### About this task
Of the lines in the data below, write out exactly those from the one holding "Target — small brown bird." through the one holding "Target — blurred green foliage.", both included.

START Available data

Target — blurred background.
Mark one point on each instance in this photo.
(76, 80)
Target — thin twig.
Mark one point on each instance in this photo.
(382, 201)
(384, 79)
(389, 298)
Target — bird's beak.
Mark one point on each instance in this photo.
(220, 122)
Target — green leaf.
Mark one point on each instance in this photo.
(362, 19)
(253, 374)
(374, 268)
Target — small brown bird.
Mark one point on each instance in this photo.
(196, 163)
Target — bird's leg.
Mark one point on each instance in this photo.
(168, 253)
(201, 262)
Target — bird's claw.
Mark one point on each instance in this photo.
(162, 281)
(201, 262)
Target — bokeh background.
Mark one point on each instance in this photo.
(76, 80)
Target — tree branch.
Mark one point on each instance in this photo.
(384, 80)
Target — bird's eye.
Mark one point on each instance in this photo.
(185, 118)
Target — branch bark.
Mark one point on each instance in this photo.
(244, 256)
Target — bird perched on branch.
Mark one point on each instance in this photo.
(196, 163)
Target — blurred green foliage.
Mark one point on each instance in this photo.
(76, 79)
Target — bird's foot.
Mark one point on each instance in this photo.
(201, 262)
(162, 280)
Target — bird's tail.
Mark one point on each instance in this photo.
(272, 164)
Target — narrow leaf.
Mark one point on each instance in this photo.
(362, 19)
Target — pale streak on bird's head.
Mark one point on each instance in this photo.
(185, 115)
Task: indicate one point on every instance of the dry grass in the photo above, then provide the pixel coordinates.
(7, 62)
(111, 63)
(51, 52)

END Available data
START Available data

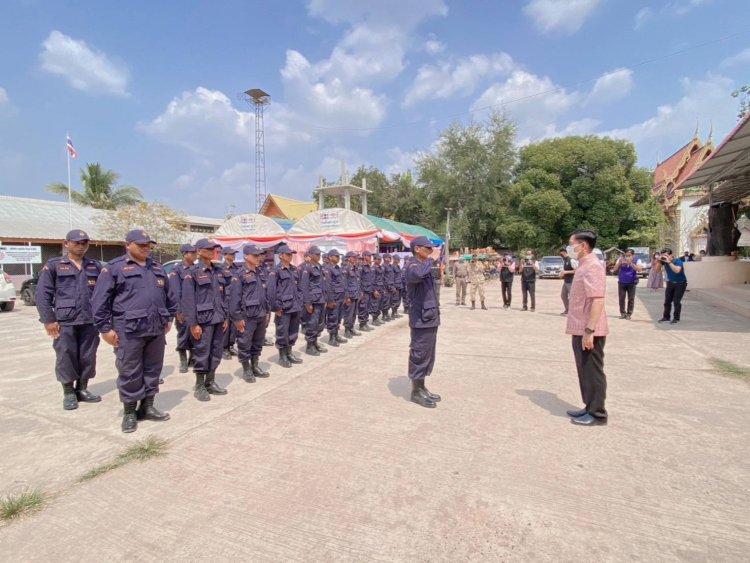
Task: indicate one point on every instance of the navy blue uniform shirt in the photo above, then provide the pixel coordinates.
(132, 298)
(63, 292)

END Available data
START Available data

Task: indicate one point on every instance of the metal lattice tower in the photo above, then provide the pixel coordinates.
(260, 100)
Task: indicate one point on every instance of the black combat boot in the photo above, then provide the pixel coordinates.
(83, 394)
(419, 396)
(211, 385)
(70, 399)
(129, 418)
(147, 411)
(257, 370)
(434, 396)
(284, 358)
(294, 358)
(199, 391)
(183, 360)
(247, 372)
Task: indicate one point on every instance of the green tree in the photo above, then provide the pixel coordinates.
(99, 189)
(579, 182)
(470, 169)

END Available data

### Expected answer
Target — small brown bird.
Mark one point on each instance in this photo.
(196, 163)
Target — bird's leg.
Mark one point on each instance in this photo.
(168, 253)
(201, 262)
Target — bird's claw.
Mark one point on each instance in this photo.
(162, 281)
(201, 262)
Target — bokeh background.
Mark one point on each instance in this photo.
(76, 80)
Target — tree branch.
Mark one point on each instance in this photo.
(384, 80)
Target — bird's eye.
Mark one point on each instance in this photo.
(185, 118)
Target — branch bark.
Mark one point on each instance in this photo.
(244, 256)
Target — bird perched on branch.
Mark one point on each instance in this photo.
(196, 163)
Target — blurred green foliage.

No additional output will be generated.